## DOCUMENT SECTION
+++
- Diocese: Diocese of Worcester
- Appointed: March 9, 2004
- Installed: May 14, 2004
- Predecessor: Daniel Patrick Reilly
- Previous post: Auxiliary Bishop of Providence (1999–2004)

Orders
- Ordination: May 27, 1978 by Kenneth Anthony Angell
- Consecration: February 22, 1999 by Kenneth Anthony Angell, Robert Edward Mulvee, and Louis Edward Gelineau

Personal details
- Born: July 5, 1951 (age 75) Providence, Rhode Island, U.S.
- Education: Catholic University of America (BA, MA) University of Toronto (MDiv) Pontifical Gregorian University (STL, STD)
- Motto: Christus veritatis splendor (Christ shines truth)

= Robert Joseph McManus =

American prelate

Robert Joseph McManus (born July 5, 1951) is an American prelate of the Catholic Church who has been bishop of the Diocese of Worcester in Massachusetts since 2004. He was an auxiliary bishop of the Diocese of Providence in Rhode Island from 1999 to 2004.
+++
Items from a data source
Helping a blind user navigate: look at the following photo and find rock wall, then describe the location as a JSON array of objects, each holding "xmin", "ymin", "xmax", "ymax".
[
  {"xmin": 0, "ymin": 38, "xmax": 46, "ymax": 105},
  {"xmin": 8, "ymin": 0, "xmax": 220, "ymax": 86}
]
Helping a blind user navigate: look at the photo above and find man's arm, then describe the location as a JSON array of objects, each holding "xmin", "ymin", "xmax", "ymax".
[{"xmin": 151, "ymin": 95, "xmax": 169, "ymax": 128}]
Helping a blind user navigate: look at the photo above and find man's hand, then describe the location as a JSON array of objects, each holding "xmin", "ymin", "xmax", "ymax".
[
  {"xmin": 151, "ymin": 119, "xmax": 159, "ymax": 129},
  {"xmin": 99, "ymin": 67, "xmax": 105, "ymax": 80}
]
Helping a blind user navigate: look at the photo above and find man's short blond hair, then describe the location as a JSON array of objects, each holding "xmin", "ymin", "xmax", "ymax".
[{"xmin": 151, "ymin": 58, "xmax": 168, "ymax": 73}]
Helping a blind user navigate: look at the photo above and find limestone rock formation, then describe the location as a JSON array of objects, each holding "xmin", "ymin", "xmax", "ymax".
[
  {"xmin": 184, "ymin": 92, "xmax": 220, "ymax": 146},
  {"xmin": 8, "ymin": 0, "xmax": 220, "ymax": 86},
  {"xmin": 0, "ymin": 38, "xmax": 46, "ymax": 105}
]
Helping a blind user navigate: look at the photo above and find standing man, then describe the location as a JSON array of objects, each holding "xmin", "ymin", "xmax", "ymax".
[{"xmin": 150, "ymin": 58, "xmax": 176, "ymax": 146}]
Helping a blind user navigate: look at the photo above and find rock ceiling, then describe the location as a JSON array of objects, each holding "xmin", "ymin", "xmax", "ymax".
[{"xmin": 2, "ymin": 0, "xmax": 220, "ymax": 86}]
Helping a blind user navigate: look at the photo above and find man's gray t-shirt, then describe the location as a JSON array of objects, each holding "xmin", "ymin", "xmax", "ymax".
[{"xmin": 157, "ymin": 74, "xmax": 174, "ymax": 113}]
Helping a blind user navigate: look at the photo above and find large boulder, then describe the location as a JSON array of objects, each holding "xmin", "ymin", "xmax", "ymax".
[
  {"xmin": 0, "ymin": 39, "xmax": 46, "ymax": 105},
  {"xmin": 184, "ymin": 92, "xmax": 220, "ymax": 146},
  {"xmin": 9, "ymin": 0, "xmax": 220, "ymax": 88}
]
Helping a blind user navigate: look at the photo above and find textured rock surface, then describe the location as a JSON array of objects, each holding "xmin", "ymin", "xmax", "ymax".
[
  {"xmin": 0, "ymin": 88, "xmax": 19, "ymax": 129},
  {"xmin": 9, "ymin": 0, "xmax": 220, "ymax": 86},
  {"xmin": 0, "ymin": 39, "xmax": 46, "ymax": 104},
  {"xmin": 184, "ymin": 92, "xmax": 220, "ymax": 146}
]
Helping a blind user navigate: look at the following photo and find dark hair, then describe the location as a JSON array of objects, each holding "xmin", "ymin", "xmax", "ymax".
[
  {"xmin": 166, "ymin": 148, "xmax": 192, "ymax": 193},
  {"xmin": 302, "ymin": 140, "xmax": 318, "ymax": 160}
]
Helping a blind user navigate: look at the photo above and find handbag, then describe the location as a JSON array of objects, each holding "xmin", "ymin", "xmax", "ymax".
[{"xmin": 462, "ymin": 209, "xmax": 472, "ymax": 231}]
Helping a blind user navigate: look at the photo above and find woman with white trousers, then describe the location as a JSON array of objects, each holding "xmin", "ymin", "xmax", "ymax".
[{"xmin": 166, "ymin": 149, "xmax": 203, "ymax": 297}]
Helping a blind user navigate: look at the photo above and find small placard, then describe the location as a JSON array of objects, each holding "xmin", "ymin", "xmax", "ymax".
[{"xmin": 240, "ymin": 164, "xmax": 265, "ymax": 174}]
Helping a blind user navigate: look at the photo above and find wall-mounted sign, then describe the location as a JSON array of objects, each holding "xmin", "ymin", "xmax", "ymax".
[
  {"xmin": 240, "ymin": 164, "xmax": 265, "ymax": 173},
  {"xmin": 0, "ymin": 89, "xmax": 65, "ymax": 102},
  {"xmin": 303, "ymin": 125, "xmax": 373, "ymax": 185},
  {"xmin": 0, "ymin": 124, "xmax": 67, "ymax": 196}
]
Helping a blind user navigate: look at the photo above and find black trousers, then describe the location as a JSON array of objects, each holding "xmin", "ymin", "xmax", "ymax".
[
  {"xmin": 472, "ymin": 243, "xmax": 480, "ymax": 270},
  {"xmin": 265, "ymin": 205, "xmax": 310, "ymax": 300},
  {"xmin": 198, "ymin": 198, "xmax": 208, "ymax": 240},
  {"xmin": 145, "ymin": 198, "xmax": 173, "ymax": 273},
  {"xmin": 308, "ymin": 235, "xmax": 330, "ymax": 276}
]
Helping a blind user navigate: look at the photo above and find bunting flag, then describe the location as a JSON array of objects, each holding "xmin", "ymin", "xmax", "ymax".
+++
## EXERCISE PROMPT
Revise the passage of the Robert Joseph McManus entry that begins with the words "Personal details" and ends with "1999 to 2004.", substituting "cleric" for "prelate".

## EXERCISE RESULT
Personal details
- Born: July 5, 1951 (age 75) Providence, Rhode Island, U.S.
- Education: Catholic University of America (BA, MA) University of Toronto (MDiv) Pontifical Gregorian University (STL, STD)
- Motto: Christus veritatis splendor (Christ shines truth)

= Robert Joseph McManus =

American cleric

Robert Joseph McManus (born July 5, 1951) is an American cleric of the Catholic Church who has been bishop of the Diocese of Worcester in Massachusetts since 2004. He was an auxiliary bishop of the Diocese of Providence in Rhode Island from 1999 to 2004.